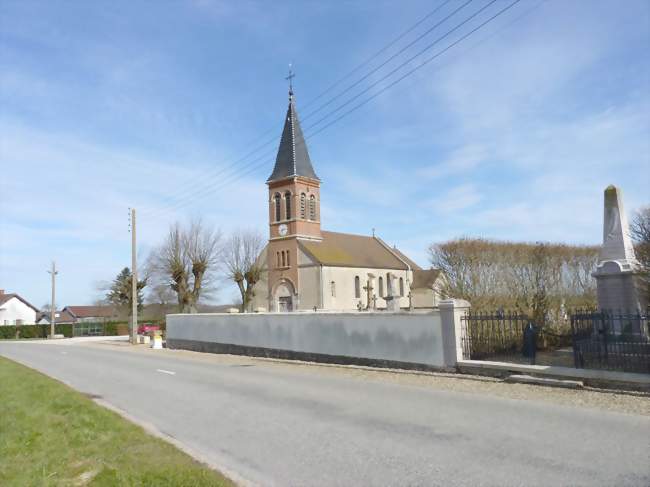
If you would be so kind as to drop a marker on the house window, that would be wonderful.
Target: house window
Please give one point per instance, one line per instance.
(278, 214)
(312, 207)
(287, 204)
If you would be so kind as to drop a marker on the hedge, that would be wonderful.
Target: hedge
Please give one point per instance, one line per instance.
(34, 331)
(110, 328)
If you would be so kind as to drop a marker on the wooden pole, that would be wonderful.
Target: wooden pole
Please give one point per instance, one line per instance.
(53, 272)
(134, 283)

#### TASK PROMPT
Copy all of the data above line for line, leaving out the pictures.

#### THE RESULT
If you would be so kind as to drop a marker on the house window, that would be wonderful.
Target: house window
Please give one point per instance, one line per instance.
(278, 214)
(312, 207)
(287, 204)
If you would be so kind as to drop a marker on the hedge, that would be wonderful.
Target: hedge
Please give one point per instance, one line per instance.
(34, 331)
(110, 328)
If you would be so kind as to drop a marker on the wooden pole, that would be wonderful.
Target: wooden pole
Please give one point per instance, one line per instance.
(53, 272)
(134, 283)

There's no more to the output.